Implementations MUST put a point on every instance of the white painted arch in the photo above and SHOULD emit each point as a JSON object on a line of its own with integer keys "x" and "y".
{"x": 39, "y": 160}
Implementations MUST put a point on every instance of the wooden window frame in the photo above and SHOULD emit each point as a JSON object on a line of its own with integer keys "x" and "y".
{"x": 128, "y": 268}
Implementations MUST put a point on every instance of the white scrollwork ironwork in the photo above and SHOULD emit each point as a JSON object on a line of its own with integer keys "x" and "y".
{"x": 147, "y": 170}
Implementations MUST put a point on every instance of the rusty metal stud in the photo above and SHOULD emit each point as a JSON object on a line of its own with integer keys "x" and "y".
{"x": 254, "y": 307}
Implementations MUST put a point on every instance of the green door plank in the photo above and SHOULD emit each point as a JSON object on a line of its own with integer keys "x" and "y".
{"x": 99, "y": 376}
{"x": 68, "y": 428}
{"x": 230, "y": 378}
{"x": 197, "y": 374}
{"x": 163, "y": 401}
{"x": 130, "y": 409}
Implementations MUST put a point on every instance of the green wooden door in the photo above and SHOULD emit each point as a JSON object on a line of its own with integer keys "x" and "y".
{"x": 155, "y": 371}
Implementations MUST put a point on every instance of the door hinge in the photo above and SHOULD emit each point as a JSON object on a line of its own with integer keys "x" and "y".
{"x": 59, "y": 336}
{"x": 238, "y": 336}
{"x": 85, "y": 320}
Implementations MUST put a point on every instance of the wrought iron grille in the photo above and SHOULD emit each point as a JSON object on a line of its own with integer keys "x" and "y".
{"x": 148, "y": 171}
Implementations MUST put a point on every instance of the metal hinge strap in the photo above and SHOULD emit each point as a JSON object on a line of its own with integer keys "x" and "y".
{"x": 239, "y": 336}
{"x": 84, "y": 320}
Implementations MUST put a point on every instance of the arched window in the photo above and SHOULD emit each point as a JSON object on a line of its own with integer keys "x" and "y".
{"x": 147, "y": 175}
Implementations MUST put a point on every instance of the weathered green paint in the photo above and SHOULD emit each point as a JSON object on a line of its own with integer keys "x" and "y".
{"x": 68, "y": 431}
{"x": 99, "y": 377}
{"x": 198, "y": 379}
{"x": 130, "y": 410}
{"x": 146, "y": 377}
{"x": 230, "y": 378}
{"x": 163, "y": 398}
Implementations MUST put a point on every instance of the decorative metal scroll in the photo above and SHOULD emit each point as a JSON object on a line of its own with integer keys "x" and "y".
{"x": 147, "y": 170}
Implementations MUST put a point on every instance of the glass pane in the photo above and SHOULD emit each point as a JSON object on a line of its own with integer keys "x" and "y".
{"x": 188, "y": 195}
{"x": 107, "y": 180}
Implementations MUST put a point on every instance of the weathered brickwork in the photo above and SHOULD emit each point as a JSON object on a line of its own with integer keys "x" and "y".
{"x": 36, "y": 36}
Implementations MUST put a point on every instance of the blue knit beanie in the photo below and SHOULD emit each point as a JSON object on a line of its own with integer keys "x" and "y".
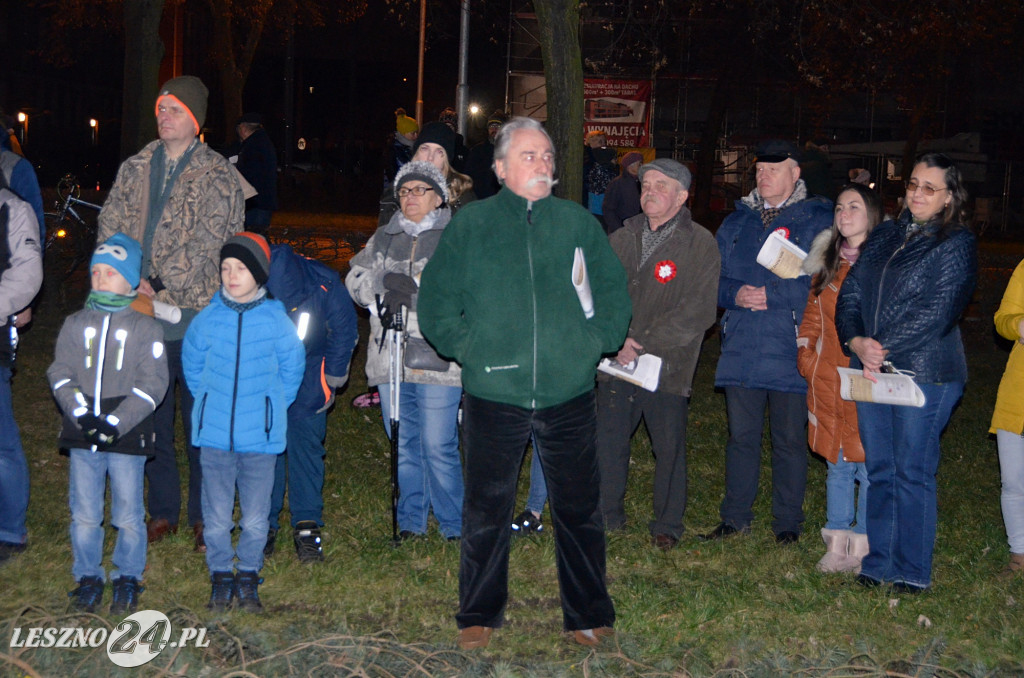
{"x": 122, "y": 253}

_ _ _ _ _ _ _

Put all the items above into a two-column CSV with the columns "text" and "answer." Give one row per item, with the item's text and its answer each in a single quoted field, line breaks replaced by spaces, and the pictures left out.

> Full solution
text,answer
"Implementations MUST put a point on every instance of the white painted arch in the photo above and SHOULD emit each point as a JSON object on a line of its own with integer keys ""x"" and ""y"".","{""x"": 39, ""y"": 160}"
"Implementations MUST put a point on every instance of the wooden window frame in the photo above and SHOULD emit each point as a JSON object on a line of its own with integer keys ""x"" and ""y"".","{""x"": 128, ""y"": 268}"
"Implementations MUST put a point on every instance of the white scrollwork ironwork in the photo above and SHOULD emit each point as a JSON object on a line of its own with integer keys ""x"" and ""y"".","{""x"": 147, ""y"": 170}"
"Implementations MUST put a point on every instance of the rusty metal stud in the photo above and SHOULD emit each point as a JSON object on a line of its own with integer keys ""x"" and ""y"".","{""x"": 254, ""y"": 307}"
"Implementations MUST put a point on every instance of the green door plank in the photo above and SHOULD emit each point as a JSON object on a line of its own with integer keys ""x"" and ""y"".","{""x"": 99, ""y"": 376} {""x"": 68, ""y"": 428} {""x"": 230, ""y"": 378} {""x"": 197, ""y"": 374} {""x"": 163, ""y"": 401} {""x"": 130, ""y"": 409}"
"Implementations MUST put a point on every instance of the green wooden door in the photo above and SHOULD emit each point as a JSON object on a line of its own with integer keys ""x"" and ""y"".","{""x"": 155, ""y"": 371}"
"Implementations MUST put a point on every instance of the door hinge in the photo above and SHOULD emit each point as a JSON object on a line of its own with integer keys ""x"" and ""y"".","{""x"": 59, ""y"": 336} {""x"": 238, ""y"": 336} {""x"": 85, ""y"": 320}"
"Implementations MUST put a point on every instance of the wrought iron grille in the photo above and SHOULD emit each point as a JSON object on a line of its own with integer keys ""x"" and ""y"".","{""x"": 148, ""y"": 171}"
"Implementations MUST put a point on every instance of the metal hinge strap in the photo above and SHOULD emit each point as a JSON object on a line of its own with integer keys ""x"" and ""y"".","{""x"": 239, ""y"": 336} {""x"": 84, ""y"": 320}"
"Implementations MUST put a point on every instance of the arched window in the photo above and SHOULD emit each point as a JSON object on a line of its own with integer keys ""x"" and ""y"".","{""x"": 147, ""y"": 175}"
"Implementations MUST put a point on every instance of the weathered green paint in the photo above and SHOULD emit each point as a JSON object on a line of its own with integer keys ""x"" and ""y"".","{""x"": 68, ""y"": 431} {""x"": 99, ""y"": 377} {""x"": 198, ""y"": 379} {""x"": 130, ""y"": 410} {""x"": 146, ""y"": 377} {""x"": 230, ""y"": 378} {""x"": 163, ""y"": 398}"
"Implementations MUST put a point on every instance of the decorative metal scroll in the photo above and SHOULD emit each point as a JSON object on a line of its own with integer keys ""x"" and ""y"".","{""x"": 147, ""y"": 170}"
"Implementations MUST put a point on every instance of the glass pane in the photo above and SHOULD emit each point as a JSON object on a line of its own with integer keys ""x"" and ""y"".","{""x"": 188, ""y"": 195} {""x"": 107, ""y"": 180}"
"Implementations MUST put a point on every instance of the weathered brickwork in the photo above and SHOULD emit each point as a JSON object on a line of its own with integer keys ""x"" and ""y"".","{""x"": 36, ""y"": 36}"
"Implementations MUST put a point on every instance of the blue knit beanie in the photo below and SHOULD emit each point as a JSON object on a line of its own with integer keys ""x"" and ""y"".","{""x"": 122, ""y"": 253}"